ФРАГМЕНТ ТЕКСТА.
============================================================

Тембр. Фрипп с самого начала обнаруживал творческий и непредсказуемый подход к оркестровке и структуре — взгляните просто на разнообразие звуков во всех альбомах — от In The Court Of The Crimson King до Get Crafty. Этому обдуманному интересу к тембру сопутствует устрашающий контроль над производством записи, соединённый с согласованными усилиями, направленными на то, чтобы заставить даже студийные записи звучать как можно более «живо» — невероятный динамический диапазон в сочетании с абсолютным минимумом электронных «трюков» (избыточная реверберация, компрессия, наложение дорожек, звуковые эффекты, искусственно расширенные стереомиксы и т. д.). В отличие от своего друга Брайана Ино, Фрипп подчёркнуто не использует студию в качестве орудия композиции: он использует её для того, чтобы запечатлеть чувства живых музыкантов, играющих в реальном времени.
Мелодия. Несмотря на то, что некоторые элементы фрипповского гитарного стиля (со вкусом сыгранные аккордные пунктуации, способность играть очень быстро, очарованность шумовым потенциалом электрогитары) присутствовали уже в The Cheerful Insanity Of Giles Giles & Fripp, с годами его игра чудесно созрела и углубилась. Есть Фрипп-специалист по мощным аккордам (King Crimson III), Фрипп-тонкий акустический гитарист (Гитар-Крафт), Фрипп-гамеланский пуантиллист (King Crimson IV), Фрипп-колорист (с Энди Саммерсом), Фрипп-ладовый мелодист на долгих нотах (Фриппертроника) и Фрипп-шероховатый линейный контрапунктист (все периоды).
С самого начала было ясно, что Фрипп имеет в своём распоряжении почти сверхчеловеческий набор навыков. Но в его случае вопрос никогда не ставился так: неужели он не может ошеломлять и поражать публику ослепительной скоростью и виртуозностью? Всем это было понятно с самого начала. Вопрос скорее был в том, как вытащить из этих убийственных приёмов музыку, как поставить всю эту атлетическую технику на службу высшему вдохновению — в отдельно взятой группе или в другой музыкальной ситуации. Фрипп столкнулся с той же дилеммой, что и Джон Маклафлин: теперь, когда я могу сыграть всё что угодно, что же я хочу сыграть, и почему? И мне думается, нужно сказать, что временами обоим музыкантам удавалось отвечать на эти вопросы как к своему, так и к общему удовольствию — а бывали случаи, когда не удавалось. В случае Фриппа к успехам можно отнести, например, соло на “Sailor’s Tale” с Islands и 20-минутную рапсодию “The Heavenly Music Corporation” с No Pussyfooting — если вдуматься, обе эти пьесы требуют не столько технической виртуозности, сколько истинного вдохновения и способности слушать.

============================================================

[Элементы набора данных]

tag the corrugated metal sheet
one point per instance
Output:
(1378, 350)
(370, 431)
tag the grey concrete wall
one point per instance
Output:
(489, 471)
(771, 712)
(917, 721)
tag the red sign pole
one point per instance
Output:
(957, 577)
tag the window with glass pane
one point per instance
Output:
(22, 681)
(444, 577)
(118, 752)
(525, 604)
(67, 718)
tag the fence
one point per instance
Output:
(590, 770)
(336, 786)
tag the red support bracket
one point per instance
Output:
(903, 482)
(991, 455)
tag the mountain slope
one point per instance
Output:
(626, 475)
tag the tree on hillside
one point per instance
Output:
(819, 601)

============================================================

Продолжите текст о музыке Фриппа сразу после его последнего предложения.

Один из полузащитников Cincinnati Bengals, команды, встречавшейся в Суперкубке 1989 г. с San Francisco Forty-Niners, похвастался спортивным журналистам, что может пробежать 50 ярдов существенно быстрее Джерри Райса — звезды-принимающего Niners. Райс ответил на эту колкость такими словами: «Это не лёгкая атлетика, а футбол.» В игре Райс одурачил защитника тонкими манёврами — скорость не стала защитой от артистизма. Сан-Франциско выиграл Суперкубок, а Райс получил награду как самый ценный игрок.
Композитор XVIII в. Иозеф Гайдн, говоря в зрелые годы о своих юношеских сочинениях, сказал: «Тогда я думал, что всё получилось, только если страница была забита нотами до отказа.» (Хьюз, Гайдн, 1970) Венский музыкальный революционер XX в. Арнольд Шёнберг говорил нечто похожее: «Паузы всегда хорошо звучат!» (Райх, Шёнберг, 1971)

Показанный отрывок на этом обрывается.